Objective ->
Copy the lines word for word, starting at the line that contains "target = outdoor light fixture" and ending at the line that contains "column 507, row 261".

┌──

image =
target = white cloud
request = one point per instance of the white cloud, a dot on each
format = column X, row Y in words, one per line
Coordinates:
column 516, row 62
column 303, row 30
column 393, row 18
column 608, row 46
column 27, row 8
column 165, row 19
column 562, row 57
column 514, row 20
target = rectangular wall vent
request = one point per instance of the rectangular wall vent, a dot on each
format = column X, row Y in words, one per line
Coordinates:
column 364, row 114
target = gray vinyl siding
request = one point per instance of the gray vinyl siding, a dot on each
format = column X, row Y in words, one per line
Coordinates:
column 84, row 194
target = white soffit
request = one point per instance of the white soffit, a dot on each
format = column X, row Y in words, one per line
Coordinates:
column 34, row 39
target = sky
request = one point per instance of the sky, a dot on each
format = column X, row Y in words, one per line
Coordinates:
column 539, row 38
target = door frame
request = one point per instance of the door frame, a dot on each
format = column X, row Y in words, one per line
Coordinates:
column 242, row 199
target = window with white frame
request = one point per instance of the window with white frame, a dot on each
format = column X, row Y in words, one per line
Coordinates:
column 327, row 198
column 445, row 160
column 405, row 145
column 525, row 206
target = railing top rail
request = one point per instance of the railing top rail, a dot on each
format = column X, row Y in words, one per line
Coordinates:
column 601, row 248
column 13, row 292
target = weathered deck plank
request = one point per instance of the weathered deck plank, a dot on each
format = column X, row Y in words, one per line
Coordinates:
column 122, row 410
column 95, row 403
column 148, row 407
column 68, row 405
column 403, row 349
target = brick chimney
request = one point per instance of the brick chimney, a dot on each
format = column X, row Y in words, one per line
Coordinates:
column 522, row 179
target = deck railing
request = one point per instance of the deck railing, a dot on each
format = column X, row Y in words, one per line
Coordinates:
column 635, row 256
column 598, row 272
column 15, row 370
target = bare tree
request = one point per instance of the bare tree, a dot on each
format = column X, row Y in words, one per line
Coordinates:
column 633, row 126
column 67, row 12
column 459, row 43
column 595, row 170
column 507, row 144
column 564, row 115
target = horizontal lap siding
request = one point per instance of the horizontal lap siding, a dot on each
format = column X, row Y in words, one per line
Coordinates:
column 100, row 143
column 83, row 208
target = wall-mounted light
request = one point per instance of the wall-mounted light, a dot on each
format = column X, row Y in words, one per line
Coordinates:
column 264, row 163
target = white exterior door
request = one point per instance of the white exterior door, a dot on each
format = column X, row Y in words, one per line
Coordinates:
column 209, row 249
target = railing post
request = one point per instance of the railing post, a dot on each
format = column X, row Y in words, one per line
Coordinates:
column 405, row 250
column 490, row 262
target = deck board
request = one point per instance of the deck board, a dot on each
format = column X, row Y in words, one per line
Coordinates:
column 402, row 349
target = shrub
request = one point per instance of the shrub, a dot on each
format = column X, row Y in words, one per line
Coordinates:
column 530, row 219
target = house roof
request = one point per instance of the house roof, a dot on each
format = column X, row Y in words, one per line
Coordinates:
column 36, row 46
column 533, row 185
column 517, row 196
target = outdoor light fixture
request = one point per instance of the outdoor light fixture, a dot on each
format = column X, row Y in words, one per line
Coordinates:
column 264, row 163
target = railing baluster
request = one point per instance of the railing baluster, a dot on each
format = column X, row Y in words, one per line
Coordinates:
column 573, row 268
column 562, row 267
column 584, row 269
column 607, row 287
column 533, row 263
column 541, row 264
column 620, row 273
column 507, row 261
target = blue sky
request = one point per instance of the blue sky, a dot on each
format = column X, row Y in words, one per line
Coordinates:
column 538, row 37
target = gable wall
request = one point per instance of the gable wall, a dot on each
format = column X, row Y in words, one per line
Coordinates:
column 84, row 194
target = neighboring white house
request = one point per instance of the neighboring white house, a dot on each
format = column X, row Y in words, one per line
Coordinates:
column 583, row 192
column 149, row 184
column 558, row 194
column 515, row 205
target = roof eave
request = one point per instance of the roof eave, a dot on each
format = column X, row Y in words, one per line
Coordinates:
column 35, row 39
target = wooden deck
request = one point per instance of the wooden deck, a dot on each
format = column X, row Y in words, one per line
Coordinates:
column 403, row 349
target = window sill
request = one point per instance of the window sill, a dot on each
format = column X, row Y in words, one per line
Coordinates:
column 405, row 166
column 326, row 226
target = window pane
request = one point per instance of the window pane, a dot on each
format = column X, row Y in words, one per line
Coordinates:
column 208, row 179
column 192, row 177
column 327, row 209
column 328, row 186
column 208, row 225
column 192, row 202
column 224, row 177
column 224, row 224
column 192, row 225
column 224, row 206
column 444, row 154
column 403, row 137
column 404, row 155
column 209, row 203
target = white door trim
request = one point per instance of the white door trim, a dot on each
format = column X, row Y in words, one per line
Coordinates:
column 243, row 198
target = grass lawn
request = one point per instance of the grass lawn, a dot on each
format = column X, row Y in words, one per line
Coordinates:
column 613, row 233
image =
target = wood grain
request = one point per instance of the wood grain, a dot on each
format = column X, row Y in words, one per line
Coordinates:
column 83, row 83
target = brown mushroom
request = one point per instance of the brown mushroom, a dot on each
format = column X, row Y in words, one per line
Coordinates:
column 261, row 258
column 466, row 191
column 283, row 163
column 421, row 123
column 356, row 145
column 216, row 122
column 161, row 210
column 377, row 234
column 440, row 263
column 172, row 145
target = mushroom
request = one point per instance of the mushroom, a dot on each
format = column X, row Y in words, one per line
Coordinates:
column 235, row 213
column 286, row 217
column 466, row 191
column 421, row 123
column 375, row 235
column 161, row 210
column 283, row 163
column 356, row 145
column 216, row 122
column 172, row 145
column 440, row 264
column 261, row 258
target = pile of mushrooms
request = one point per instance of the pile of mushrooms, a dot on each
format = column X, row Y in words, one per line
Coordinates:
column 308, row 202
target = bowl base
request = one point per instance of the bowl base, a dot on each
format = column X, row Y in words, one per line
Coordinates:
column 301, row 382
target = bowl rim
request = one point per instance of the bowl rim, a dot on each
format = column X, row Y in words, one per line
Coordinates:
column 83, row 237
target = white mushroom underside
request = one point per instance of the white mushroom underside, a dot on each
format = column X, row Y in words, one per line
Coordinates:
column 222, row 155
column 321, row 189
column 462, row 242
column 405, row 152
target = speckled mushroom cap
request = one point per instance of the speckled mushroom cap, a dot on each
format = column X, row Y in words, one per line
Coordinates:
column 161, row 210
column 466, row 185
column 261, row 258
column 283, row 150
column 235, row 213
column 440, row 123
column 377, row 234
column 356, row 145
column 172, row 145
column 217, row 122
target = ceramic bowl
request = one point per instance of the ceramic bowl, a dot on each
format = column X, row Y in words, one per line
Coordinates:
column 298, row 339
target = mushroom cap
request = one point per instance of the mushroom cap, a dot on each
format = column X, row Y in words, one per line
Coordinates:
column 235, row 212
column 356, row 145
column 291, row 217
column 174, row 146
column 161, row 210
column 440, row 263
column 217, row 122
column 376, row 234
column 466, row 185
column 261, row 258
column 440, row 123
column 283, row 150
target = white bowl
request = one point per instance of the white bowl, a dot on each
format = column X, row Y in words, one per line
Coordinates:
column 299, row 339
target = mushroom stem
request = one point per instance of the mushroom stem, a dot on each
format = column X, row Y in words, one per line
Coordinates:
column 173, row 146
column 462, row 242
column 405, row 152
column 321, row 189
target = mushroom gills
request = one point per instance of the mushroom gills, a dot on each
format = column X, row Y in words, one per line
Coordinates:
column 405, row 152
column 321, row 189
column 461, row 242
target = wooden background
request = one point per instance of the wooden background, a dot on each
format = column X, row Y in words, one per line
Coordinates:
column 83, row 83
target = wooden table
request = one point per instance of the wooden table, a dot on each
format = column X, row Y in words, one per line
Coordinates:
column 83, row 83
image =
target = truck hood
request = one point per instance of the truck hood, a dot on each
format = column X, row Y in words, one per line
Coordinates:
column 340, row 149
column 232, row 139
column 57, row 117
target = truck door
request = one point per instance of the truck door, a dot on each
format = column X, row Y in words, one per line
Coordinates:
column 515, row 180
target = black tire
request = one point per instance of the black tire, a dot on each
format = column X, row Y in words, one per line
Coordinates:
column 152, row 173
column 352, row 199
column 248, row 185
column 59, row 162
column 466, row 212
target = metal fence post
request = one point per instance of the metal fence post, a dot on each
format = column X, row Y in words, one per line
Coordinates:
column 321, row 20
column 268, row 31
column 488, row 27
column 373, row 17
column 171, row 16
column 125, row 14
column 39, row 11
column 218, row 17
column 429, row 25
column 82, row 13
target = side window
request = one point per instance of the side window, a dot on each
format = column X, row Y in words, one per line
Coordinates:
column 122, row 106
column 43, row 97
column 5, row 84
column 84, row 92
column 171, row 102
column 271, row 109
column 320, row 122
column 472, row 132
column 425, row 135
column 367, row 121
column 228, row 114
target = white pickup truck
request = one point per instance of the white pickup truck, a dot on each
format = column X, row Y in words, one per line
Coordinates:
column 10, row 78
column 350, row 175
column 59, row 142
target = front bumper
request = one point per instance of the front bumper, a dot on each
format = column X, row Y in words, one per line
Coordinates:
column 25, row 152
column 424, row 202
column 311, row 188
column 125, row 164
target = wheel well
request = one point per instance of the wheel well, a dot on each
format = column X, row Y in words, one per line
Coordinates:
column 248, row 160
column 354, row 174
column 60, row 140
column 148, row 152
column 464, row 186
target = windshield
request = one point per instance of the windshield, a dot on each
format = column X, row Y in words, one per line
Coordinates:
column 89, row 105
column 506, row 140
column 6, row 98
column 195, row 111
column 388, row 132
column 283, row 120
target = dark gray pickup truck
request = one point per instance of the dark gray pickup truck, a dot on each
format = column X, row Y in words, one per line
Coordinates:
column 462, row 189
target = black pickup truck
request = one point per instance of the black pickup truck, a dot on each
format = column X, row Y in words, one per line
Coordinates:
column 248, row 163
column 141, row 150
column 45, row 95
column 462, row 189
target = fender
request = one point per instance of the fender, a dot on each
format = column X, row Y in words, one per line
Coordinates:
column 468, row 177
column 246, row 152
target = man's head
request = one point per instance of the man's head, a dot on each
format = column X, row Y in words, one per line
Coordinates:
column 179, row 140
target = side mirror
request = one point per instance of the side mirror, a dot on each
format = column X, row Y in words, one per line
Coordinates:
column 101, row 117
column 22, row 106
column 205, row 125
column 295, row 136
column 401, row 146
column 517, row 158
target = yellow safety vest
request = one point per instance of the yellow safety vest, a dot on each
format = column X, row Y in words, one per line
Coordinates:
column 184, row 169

└──

Written solution ->
target = outdoor light fixture
request = one point per instance of the outdoor light fixture, a dot on each
format = column X, row Y in words, one per line
Coordinates:
column 264, row 163
target = railing baluster
request = one point per instance of the railing baluster, a dot on each
format = column X, row Y in words, one per line
Coordinates:
column 573, row 268
column 562, row 267
column 584, row 269
column 607, row 287
column 533, row 263
column 541, row 264
column 620, row 273
column 507, row 261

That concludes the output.